Exercise directions
Nothing but the lines from the top of the data to the line holding "Target: chain-link fence" should be printed, word for word and both ends included; leave the pictures out.

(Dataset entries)
=====

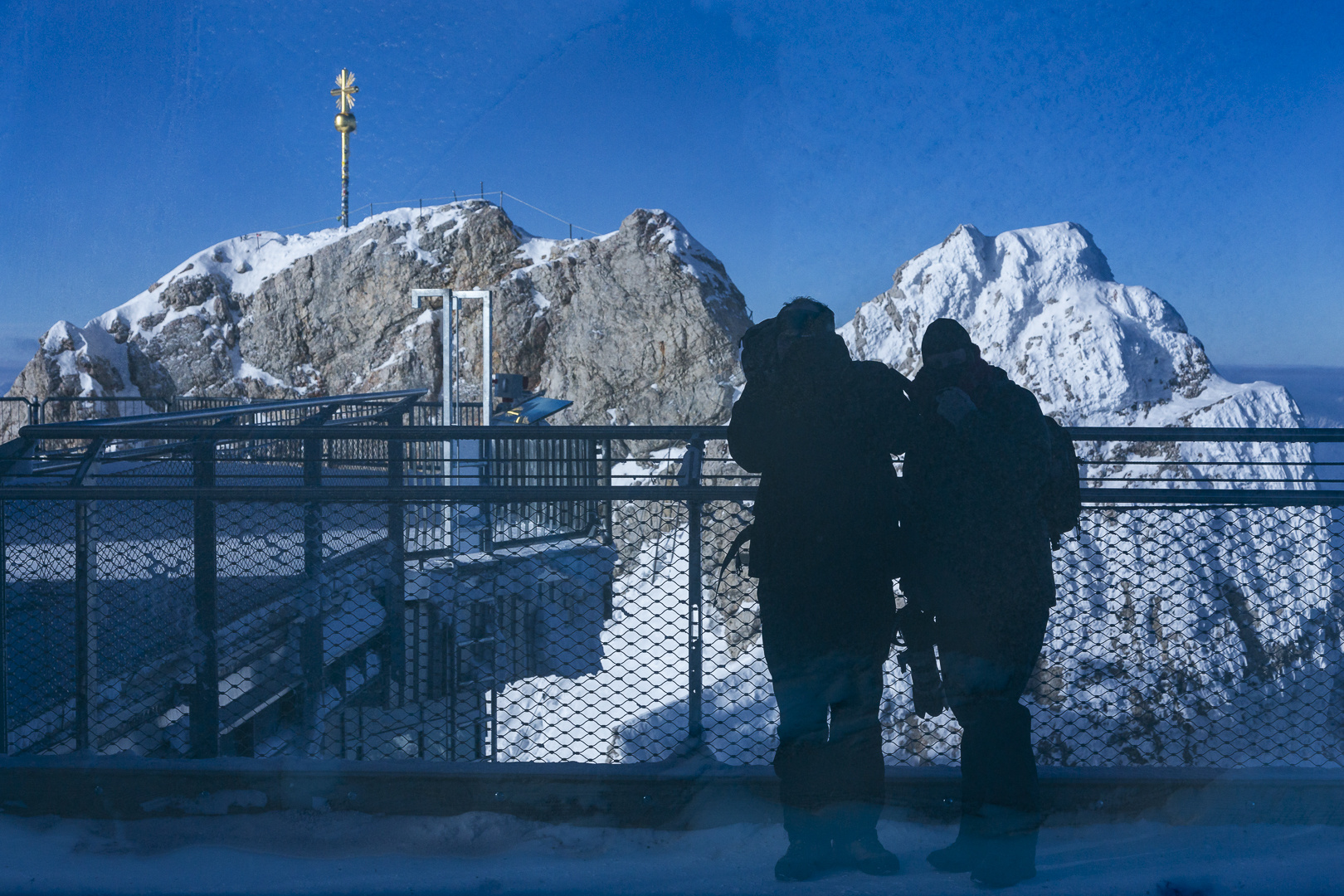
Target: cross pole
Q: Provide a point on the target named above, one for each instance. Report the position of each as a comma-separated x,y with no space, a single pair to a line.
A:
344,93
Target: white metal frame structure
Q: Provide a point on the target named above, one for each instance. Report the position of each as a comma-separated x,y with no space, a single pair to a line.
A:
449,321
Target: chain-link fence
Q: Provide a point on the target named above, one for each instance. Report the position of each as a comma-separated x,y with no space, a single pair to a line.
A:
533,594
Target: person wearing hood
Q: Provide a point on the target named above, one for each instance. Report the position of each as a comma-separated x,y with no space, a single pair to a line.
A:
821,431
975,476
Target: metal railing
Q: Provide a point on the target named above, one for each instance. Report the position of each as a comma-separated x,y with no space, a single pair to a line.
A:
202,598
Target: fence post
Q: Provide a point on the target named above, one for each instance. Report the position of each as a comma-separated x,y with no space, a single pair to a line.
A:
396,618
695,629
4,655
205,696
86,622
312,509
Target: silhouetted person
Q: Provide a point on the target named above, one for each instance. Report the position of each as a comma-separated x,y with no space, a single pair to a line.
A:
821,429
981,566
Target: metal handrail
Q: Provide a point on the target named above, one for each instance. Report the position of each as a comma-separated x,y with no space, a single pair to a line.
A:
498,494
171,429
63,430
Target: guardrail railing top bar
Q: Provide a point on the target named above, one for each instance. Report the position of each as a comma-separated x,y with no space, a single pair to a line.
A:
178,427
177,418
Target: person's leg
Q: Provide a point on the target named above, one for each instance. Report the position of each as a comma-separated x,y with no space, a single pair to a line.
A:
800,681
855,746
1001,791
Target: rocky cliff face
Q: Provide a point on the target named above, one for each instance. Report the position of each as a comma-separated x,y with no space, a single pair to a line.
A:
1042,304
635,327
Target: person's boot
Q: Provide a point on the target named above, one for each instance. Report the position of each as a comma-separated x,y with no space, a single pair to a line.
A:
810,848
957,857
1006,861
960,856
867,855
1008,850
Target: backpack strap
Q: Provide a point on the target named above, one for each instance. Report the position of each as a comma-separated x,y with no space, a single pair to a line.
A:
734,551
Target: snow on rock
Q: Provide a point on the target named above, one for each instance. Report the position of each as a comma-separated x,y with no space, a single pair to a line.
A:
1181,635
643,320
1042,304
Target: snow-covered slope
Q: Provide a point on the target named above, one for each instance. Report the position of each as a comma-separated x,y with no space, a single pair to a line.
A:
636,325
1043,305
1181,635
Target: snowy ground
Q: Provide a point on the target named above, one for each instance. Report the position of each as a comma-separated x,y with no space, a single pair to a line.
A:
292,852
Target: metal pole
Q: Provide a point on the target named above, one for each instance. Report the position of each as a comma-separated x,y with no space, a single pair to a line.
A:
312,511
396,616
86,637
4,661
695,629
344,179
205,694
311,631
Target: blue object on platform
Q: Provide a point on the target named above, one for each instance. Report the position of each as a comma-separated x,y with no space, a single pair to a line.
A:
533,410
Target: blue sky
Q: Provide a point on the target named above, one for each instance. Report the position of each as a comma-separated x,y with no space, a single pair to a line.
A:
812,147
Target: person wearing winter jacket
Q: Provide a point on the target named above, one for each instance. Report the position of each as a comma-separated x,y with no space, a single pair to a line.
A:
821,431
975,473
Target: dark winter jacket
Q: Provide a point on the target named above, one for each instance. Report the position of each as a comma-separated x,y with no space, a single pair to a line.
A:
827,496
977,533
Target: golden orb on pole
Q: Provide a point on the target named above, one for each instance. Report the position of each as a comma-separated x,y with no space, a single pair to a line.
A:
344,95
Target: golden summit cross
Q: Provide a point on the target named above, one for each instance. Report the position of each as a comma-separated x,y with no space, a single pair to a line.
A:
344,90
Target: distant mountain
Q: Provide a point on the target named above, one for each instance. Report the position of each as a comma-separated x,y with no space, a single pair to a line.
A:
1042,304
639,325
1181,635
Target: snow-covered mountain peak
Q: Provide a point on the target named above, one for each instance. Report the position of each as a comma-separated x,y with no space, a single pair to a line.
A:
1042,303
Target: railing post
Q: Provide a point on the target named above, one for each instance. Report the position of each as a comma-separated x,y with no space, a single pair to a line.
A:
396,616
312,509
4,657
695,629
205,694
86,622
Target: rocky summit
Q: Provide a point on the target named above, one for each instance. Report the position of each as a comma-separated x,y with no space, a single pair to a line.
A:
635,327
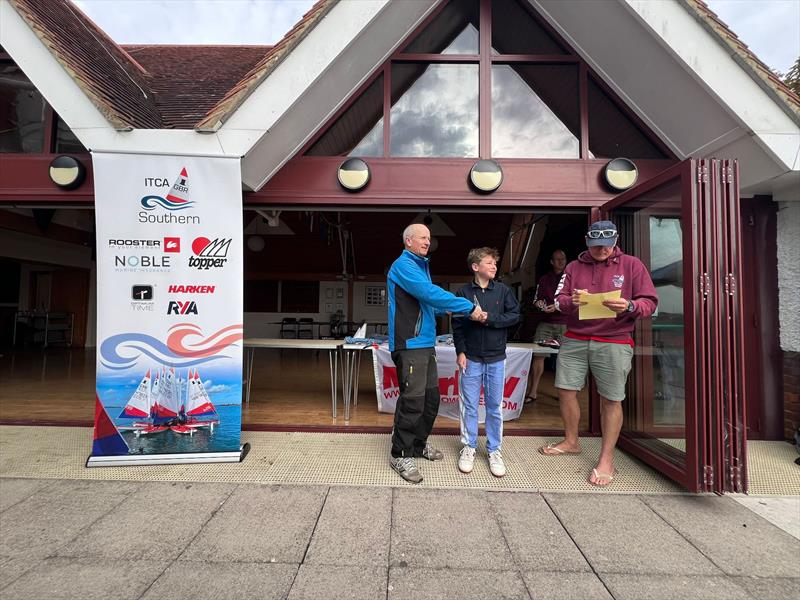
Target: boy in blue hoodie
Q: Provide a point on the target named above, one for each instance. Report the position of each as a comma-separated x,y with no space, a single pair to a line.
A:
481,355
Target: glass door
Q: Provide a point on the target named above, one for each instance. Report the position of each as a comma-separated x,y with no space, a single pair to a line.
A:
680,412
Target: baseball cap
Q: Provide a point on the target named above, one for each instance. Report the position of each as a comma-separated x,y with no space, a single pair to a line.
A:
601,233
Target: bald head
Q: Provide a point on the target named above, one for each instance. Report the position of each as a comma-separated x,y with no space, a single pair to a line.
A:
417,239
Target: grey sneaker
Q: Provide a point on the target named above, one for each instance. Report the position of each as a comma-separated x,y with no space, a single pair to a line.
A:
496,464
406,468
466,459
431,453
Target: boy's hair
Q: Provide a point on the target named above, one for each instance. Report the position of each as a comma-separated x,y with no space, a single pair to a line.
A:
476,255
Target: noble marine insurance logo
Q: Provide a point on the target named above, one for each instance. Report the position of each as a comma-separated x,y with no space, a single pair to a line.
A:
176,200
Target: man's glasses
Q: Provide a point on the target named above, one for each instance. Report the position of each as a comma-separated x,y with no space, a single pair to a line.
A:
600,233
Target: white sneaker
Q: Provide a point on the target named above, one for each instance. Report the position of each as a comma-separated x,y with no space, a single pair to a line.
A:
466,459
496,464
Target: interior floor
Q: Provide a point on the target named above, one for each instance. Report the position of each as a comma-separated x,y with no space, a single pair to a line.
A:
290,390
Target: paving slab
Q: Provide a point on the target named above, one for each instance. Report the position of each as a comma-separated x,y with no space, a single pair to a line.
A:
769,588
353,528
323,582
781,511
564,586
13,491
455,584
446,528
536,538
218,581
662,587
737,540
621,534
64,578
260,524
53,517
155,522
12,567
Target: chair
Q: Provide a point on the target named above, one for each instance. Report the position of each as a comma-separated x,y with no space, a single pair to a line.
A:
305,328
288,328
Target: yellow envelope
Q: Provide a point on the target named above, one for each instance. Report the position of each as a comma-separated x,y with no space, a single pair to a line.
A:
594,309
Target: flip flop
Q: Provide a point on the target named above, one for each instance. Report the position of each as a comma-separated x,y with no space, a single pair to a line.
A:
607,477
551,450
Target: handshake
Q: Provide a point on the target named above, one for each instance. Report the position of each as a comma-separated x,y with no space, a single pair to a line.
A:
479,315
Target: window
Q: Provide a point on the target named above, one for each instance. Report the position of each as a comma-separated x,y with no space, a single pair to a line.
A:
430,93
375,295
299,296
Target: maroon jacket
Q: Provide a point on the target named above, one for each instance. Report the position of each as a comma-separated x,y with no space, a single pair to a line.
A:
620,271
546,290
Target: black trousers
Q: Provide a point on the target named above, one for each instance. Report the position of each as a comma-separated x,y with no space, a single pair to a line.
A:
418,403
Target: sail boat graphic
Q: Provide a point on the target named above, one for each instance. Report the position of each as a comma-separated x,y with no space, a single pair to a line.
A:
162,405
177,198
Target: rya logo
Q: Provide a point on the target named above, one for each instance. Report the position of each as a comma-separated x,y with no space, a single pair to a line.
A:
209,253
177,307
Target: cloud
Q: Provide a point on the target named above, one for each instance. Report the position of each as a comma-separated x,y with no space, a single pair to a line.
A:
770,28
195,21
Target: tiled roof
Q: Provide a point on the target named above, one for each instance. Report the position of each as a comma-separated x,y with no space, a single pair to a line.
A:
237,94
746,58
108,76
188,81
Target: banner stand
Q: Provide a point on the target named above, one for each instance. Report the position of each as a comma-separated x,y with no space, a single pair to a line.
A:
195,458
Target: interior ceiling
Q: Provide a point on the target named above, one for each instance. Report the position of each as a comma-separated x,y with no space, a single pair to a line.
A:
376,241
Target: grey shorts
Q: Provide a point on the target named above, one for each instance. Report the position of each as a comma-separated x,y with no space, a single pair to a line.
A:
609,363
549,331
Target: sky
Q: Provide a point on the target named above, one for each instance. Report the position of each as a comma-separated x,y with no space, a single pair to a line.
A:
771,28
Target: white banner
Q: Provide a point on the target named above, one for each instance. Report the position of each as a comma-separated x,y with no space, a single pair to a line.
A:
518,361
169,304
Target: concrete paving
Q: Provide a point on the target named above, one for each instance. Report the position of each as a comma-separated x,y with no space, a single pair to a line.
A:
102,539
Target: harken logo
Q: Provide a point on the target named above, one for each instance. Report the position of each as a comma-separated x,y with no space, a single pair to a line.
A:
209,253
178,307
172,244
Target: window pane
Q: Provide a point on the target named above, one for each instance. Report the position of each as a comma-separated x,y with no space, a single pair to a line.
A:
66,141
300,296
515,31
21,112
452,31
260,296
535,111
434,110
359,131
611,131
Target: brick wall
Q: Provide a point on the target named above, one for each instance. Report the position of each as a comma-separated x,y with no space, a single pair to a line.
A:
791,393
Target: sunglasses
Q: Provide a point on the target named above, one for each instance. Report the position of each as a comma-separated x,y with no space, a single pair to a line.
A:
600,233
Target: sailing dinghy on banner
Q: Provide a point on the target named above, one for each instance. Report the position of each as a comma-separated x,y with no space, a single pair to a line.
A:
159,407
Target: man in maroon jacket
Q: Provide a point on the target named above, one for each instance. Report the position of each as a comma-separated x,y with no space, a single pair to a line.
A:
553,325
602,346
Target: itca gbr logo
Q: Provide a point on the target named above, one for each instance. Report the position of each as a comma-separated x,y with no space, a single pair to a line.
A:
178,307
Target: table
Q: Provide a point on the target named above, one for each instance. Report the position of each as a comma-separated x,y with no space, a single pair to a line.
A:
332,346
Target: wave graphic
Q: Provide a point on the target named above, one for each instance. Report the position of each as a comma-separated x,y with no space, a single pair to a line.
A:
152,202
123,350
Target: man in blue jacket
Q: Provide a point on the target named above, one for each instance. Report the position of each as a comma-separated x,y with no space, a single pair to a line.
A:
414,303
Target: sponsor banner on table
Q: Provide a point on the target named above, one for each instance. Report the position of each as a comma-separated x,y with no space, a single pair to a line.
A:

=====

Result
Target: cross pole
Q: Provide a point on the target named above, one for each instance. Report the position of each as a comma-separated x,y with no space, a single pair to a line.
A:
344,93
Target: white metal frame structure
Q: Provide a point on the target named above, one for each instance. Report the position of each as a comma-separated x,y with no space, a single pair to a line.
A:
449,321
Target: chain-link fence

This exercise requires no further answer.